What is required:
Show every line of the items below that contains the word "Give", matching case exactly.

(begin)

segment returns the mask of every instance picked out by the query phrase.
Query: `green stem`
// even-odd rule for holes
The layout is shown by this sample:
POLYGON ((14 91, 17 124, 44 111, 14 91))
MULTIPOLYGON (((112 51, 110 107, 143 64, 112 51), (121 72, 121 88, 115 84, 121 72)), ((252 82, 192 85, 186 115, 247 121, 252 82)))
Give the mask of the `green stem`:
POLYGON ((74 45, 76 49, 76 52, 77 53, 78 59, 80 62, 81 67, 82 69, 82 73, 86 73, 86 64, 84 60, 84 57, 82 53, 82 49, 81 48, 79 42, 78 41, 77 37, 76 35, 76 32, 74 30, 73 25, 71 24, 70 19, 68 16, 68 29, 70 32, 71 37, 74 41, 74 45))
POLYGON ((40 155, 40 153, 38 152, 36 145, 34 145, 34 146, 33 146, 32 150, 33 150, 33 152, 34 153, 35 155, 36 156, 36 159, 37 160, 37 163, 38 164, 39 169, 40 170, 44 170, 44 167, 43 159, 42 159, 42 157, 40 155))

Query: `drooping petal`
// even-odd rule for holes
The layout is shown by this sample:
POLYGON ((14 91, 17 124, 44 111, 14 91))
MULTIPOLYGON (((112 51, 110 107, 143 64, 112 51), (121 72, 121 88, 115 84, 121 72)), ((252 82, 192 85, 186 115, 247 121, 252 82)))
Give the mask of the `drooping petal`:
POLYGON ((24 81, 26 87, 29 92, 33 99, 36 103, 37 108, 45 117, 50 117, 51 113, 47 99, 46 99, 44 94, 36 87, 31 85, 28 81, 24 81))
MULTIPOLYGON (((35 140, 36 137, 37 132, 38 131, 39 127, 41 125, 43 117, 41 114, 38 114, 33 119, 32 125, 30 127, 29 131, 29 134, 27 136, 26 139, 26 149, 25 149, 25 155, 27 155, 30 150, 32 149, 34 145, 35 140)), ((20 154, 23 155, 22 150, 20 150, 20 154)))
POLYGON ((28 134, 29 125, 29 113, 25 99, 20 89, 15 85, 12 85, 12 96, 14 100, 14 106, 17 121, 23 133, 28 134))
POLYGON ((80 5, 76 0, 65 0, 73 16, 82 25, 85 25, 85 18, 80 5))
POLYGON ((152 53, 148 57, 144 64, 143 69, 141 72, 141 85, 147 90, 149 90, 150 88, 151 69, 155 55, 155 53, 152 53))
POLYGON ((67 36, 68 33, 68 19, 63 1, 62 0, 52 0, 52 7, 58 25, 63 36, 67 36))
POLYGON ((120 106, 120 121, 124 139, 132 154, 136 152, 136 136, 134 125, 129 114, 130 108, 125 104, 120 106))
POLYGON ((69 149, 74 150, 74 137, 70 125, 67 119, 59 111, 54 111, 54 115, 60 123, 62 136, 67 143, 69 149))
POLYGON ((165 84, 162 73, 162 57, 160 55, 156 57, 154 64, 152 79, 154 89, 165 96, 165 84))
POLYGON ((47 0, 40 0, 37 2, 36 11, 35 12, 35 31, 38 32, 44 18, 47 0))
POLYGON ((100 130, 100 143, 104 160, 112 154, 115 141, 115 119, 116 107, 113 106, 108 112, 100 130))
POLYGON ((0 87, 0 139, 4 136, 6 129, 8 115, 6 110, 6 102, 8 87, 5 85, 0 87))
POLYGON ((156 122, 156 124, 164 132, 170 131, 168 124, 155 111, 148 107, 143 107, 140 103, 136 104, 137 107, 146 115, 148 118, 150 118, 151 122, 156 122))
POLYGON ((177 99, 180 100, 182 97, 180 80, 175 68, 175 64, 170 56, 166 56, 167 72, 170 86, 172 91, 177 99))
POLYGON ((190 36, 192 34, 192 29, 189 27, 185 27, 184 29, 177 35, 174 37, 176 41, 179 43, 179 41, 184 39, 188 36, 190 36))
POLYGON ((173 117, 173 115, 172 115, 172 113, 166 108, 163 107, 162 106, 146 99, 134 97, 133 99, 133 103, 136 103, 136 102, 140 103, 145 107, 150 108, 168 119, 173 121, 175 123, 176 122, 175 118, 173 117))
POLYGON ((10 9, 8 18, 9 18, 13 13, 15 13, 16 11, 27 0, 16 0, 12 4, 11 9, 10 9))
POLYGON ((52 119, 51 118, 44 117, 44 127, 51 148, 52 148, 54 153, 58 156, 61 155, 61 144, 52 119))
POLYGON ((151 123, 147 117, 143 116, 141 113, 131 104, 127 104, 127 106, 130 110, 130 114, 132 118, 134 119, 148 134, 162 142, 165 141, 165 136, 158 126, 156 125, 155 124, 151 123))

(end)

Complete output:
Give the mask of the `green stem`:
Give the mask of the `drooping petal`:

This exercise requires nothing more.